PROVIDED PASSAGE >>

──────────

Re: Classical Categorisation

From: Harnad, Stevan (harnad@cogsci.soton.ac.uk)
Date: Tue Jan 23 1996 - 09:26:22 GMT


> From: "Smith, Wendy" <WS93PY@psy.soton.ac.uk>
> Date: Tue, 23 Jan 1996 09:28:22 GMT
> Subject: Classical Categorisation
>
> Miller (1956) demonstrated that by "chunking" information, we could
> store more information than by not chunking it.

What is chunking? You have to explain (to your kid brother) what
both abstraction and recoding are, and what their advantages are
(indeed, why they are necessary if we are to make any generalisations
about KINDS of experiences at all). Note that abstraction happens at the
level of sensory features (selecting the relevant ones, ignoring the
irrelevant ones) and recoding occurs at the symbolic level. Both create
"chunks," i.e., categories with names. The rest has to do with the
advantages of names and language (theft vs. honest toil).

> Those individuals with
> memories which retained everything (eg S described by Luria) at first
> seem gifted with their abilities of recall. However, on closer
> examination, they are actually handicapped. They are less able to
> understand the material they are presented, because they cannot extract
> the relevant items. Each situation is therefore unique, because they
> cannot generalise, based on these items. Categorisation would appear to
> involve the ability to generalise, select invariants, and reduce
> information. The question of interest to psychologists is how do we do
> this?

"Reduce" information is not self-explanatory: Explain how a lot of
sensory variation is irrelevant and confusing, and this needs to be
filtered out, to focus on the regularities on whose basis you can do
the right thing (whether it be eating, fleeing, or just naming).

> The classical view of categorisation can be considered as the defining
> attribute view, based mainly on the work of Frege. Briefly, it suggests
> that a category can be described by a set of defining attributes. The
> attributes are singly necessary and jointly sufficient to allow an item
> to be identified as a member of a category. This means that the
> boundaries are clearly defined: what is and is not a category member is
> clear cut. It also means that each category member is equally
> representative of the category.

That is a bit of a red herring, since we don't know what
"representative" means (or whether it matters: it of course turns into
the later obsession with "typicality"): What is true is that every
member of the category is indeed a member; membership is all-or-none;
there are no 65% members.

Note that this is true of most of the categories studied ("bird" and
"game" being classical examples). There ARE graded categories, with
membership a matter of degree, but they are usually relative
categories, such as "big" (typically adjectives rather than nouns).

──────────

PROMPT A >> Rewrite the entries with "orange shirt" changed to "orange jacket", leaving everything else in them as it is.
PROMPT B >> Write what comes next in the text on classical categorisation, picking up after its final sentence.

──────────

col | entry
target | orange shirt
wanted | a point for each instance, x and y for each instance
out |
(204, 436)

──────────

RESULT A >>
col | entry
target | orange jacket
wanted | a point for each instance, x and y for each instance
out |
(204, 436)

RESULT B >>
The two should not be confused or conflated, but they have been, along
with "fuzzy boundaries," which usually refers to cases about which
people are unsure ("is a whale a fish?" no; "is gravity a wave?"
physics will eventually let us know), or about which there is no fact
of the matter as to whether they are or not members ("is skywriting a
game?" "is it better to be a Scorpio than an Aquarius?")

> It was also considered that the
> categories could be organised hierarchically, in which the more
> specific instances include all the attributes of the more abstract
> levels, and include extra attributes which define it more narrowly. For
> example, let us say that a "bird" has the defining attributes "beak,
> feathers, wings" . Each of these attributes are necessary for
> inclusion. If an item does not have a beak, it is not a bird, even if
> it has feathers and wings. The attributes are jointly sufficient. In
> this example, if an item has a beak, feathers and wings, it is a bird -
> even if it has four legs and barks. Also, this member is just as
> representative as a sparrow, or a penguin. A penguin has all the
> defining attributes of a bird, but in addition it has the attributes of
> "black and white, swims"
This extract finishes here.